Raw records
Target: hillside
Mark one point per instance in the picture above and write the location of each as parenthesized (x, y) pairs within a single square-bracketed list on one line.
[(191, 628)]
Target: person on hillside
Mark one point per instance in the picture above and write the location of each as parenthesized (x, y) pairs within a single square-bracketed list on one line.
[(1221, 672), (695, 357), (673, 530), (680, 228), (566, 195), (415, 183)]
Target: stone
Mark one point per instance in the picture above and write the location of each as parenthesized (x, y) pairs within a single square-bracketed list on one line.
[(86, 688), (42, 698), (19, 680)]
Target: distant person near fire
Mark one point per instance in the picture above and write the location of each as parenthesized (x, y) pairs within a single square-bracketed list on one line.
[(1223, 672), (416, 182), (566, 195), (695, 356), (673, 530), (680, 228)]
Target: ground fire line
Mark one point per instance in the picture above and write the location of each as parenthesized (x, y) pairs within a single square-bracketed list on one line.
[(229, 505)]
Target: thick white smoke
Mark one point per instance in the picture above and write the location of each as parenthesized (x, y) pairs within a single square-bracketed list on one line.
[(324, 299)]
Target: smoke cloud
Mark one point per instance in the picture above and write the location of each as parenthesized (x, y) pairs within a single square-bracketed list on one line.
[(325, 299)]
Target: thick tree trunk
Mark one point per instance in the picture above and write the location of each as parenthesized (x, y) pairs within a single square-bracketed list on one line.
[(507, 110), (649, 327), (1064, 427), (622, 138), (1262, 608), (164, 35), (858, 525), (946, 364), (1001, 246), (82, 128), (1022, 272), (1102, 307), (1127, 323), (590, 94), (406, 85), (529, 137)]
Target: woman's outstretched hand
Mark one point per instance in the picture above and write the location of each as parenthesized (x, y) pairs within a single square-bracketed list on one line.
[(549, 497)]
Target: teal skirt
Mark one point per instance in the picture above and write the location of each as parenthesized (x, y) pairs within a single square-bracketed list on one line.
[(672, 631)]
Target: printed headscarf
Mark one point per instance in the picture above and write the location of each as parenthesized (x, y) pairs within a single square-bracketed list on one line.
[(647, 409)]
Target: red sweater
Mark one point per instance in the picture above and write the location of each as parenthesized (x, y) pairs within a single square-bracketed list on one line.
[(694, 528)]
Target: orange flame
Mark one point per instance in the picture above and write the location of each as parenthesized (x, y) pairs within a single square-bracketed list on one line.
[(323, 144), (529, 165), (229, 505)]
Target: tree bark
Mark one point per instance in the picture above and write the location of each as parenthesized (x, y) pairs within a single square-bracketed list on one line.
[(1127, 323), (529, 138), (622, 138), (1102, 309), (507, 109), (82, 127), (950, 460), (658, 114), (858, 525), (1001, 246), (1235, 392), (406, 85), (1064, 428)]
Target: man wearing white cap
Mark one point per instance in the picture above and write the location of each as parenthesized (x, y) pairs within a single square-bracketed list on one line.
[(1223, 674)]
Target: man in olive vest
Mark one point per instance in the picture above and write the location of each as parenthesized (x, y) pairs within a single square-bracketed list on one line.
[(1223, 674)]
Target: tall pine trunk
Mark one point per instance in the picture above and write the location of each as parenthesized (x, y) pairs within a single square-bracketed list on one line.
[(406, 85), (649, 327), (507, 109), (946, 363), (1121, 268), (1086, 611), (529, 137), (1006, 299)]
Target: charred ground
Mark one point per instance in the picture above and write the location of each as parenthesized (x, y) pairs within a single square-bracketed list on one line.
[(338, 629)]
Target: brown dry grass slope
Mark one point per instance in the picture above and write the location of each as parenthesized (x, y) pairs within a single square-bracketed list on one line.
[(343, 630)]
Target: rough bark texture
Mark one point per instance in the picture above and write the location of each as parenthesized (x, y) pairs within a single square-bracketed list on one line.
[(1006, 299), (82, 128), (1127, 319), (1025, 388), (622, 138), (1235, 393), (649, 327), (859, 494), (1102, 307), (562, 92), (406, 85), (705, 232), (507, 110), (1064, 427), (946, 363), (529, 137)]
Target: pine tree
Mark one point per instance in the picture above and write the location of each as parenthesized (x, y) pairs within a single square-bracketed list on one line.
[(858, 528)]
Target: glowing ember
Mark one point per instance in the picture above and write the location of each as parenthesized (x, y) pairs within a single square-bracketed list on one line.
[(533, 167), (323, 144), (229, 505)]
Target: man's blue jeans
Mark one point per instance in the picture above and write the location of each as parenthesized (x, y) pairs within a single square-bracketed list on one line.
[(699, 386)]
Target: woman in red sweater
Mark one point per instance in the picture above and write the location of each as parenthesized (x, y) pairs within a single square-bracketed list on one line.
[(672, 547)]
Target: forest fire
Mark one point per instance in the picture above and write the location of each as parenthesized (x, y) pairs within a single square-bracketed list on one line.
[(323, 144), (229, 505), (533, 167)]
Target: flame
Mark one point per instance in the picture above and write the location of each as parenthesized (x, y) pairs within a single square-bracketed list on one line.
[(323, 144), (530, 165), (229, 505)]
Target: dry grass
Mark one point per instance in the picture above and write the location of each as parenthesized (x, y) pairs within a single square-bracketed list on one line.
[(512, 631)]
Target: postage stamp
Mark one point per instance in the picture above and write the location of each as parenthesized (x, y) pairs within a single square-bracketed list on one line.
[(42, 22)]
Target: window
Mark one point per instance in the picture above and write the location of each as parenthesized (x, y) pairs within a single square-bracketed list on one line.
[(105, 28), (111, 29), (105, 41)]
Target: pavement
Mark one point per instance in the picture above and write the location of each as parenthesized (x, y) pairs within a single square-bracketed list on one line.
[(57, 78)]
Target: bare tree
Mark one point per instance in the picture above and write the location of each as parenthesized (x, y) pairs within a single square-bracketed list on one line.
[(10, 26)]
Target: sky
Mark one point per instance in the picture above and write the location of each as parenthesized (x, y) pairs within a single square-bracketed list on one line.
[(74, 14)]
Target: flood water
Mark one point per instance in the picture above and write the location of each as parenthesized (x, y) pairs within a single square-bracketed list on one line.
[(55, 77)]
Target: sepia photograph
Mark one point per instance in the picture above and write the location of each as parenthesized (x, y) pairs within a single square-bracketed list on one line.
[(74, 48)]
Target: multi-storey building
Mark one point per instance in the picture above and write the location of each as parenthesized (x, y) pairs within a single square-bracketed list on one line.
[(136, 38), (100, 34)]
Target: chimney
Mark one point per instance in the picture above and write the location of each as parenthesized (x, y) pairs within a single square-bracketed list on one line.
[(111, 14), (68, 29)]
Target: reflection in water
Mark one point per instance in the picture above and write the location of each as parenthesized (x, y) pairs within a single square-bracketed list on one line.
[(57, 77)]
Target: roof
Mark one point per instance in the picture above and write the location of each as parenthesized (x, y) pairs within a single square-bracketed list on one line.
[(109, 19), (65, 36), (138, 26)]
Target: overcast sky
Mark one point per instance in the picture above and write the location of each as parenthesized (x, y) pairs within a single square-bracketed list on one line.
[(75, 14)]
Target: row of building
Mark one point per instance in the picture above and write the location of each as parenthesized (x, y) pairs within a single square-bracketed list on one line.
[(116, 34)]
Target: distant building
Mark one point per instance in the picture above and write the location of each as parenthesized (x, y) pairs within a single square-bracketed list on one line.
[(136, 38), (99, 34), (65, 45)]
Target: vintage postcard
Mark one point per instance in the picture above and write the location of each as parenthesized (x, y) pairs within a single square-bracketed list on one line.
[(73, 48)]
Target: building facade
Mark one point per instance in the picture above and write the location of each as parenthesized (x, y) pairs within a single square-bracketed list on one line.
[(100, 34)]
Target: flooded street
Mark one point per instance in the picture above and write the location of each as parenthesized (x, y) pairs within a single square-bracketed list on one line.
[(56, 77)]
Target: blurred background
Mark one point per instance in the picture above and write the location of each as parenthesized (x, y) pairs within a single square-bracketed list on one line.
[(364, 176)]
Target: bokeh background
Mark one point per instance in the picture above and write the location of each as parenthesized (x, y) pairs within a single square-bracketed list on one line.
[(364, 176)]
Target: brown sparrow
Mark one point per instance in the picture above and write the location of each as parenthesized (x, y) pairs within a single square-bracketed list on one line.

## INSTRUCTIONS FOR THE TASK
Print the stretch of lines from the one containing "Target: thick tree trunk" through the one containing "[(323, 144), (529, 165), (229, 505)]", both included, reproducing each line without any change.

## THE OUTPUT
Target: thick tree trunk
Mark one point per instance in the picture above and write the location of each as parenthesized (x, y) pairs within a single square-bracketed list on one line.
[(507, 110), (649, 327), (1064, 427), (622, 138), (1262, 608), (164, 35), (858, 525), (946, 364), (1001, 246), (82, 128), (1022, 272), (1102, 307), (1127, 323), (590, 94), (406, 85), (529, 137)]
Target: woman's outstretched hand
Mark one point per instance in the picture above and write the location of each as parenthesized (x, y) pairs within a single square-bracketed list on one line.
[(549, 497)]
Target: teal skirt
Mark one point per instance in the picture above and write the location of each as parenthesized (x, y) pairs within a single square-bracketed list on one line.
[(672, 631)]
Target: printed headscarf
Mark one point per instance in the picture above and write the location of each as parenthesized (x, y) pairs within a single square-bracketed list on one line.
[(647, 409)]
Target: red sweater
Mark one point per instance in the picture above and write the location of each as parenthesized (x, y) pairs within a single square-bracketed list on one line.
[(694, 528)]
Target: orange flame
Mark one point per instance in the picture above and write the location of each as parenthesized (x, y) pairs within a single square-bracketed list on one line.
[(323, 144), (529, 165), (229, 505)]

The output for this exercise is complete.